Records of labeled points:

★ ★ ★ ★ ★ ★ ★

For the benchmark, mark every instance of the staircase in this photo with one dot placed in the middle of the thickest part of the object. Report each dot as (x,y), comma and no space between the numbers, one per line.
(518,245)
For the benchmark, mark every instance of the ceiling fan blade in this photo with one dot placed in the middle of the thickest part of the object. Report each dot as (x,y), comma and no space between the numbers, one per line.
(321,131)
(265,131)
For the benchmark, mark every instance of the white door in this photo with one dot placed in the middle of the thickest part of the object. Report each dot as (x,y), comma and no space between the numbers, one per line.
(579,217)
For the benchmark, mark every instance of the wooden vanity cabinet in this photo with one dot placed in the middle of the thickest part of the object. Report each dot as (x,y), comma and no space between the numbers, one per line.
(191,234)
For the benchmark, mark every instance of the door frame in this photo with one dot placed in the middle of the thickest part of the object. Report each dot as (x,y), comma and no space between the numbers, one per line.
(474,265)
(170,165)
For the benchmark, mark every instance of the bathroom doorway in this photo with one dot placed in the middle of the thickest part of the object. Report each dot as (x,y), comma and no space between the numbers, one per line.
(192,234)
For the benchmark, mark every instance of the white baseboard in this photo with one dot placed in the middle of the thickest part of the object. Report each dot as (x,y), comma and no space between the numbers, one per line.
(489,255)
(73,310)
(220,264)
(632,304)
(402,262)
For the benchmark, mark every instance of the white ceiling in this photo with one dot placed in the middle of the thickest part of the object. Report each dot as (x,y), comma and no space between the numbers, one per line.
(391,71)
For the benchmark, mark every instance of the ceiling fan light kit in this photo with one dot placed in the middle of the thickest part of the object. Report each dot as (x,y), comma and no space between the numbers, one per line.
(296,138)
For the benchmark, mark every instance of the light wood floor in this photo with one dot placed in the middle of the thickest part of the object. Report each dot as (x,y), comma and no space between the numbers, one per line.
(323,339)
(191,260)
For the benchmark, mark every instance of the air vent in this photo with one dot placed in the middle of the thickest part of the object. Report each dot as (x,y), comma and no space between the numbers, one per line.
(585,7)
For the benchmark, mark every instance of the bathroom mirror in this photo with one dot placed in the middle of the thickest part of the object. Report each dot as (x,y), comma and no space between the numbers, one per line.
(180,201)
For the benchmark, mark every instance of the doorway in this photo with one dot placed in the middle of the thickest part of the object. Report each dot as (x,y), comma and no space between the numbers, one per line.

★ ★ ★ ★ ★ ★ ★

▶ _WHAT YOU NEED TO DO_
Retype the records above exactly.

▶ _COMPLETE OUTPUT_
For the benchmark, mark every instance of the staircase in this photo with one dot placed in the middle of the thickest part of the object. Report each dot as (x,y), comma and no space between the numbers, one per line.
(518,245)
For the benchmark, mark every instance of the ceiling fan blade in this photo with one dot placed in the middle of the thickest part of the object. Report each dot as (x,y), comma and no space between the numbers, one per line.
(321,131)
(265,131)
For the benchmark, mark every instance of the white door in this photo with one dot placed in the middle of the thickest part of the object. Report each dot as (x,y), comma and no space between the numbers, one per line.
(579,217)
For the benchmark, mark every instance of the wooden vanity cabinet in this photo with one dot placed in the middle of the thickest part of the object. Report each dot as (x,y), comma and no space between the numbers, one per line.
(191,234)
For the benchmark, mark every instance of the door frame in this photo with one dot placed in the middle of the thickest part of the object. Report each dot as (x,y), comma and no space between the numbers, one per line.
(474,265)
(170,165)
For the benchmark, mark every instance of the bathroom doorway in this photo with one dot placed in the middle of the thickest part of the object. Report each dot as (x,y), comma and no space between the numbers, one per line.
(192,234)
For the benchmark, mark every instance of the white baseboard in this photo with one dot placed in the middle of the thickest part of the object. Report each dot as (x,y), comma and no space between the numbers, one per line.
(489,255)
(73,310)
(220,264)
(632,304)
(402,262)
For the benchmark, mark every instance of the white ceiling in this photo with one dot placed in the middle of the thickest part of the object. Report each dot as (x,y), comma and no space between the numbers, one per line.
(391,71)
For the benchmark, mark every instance of the ceiling fan light kit in this photo with one dot placed in the middle of the thickest part of the object. Report each dot as (x,y), comma and no space between the numbers, one per line.
(296,138)
For the benchmark, mark every instance of the light wood floor in this photo with one dot placed in the middle of the thickest part of the object. Report each dot as (x,y), comma and no space between the numbers, one per line.
(323,339)
(191,260)
For the benchmark, mark every instance of the air vent in this photo with one dot placed in the middle of the thickest part of the object. Report each dot as (x,y), comma and no space between the numbers, one per line.
(585,7)
For the benchmark, mark every instance of the bathroom mirror in this photo with one dot placed in the middle of the thickest part of the object. Report each dot as (x,y), comma and no space between the numbers, one per line.
(180,201)
For the benchmark, mark every instance of the doorway in this photo with one dot placed in the middle of the thickest part of the object. Report each dot as (x,y), comma and no space between the numbers, one per line.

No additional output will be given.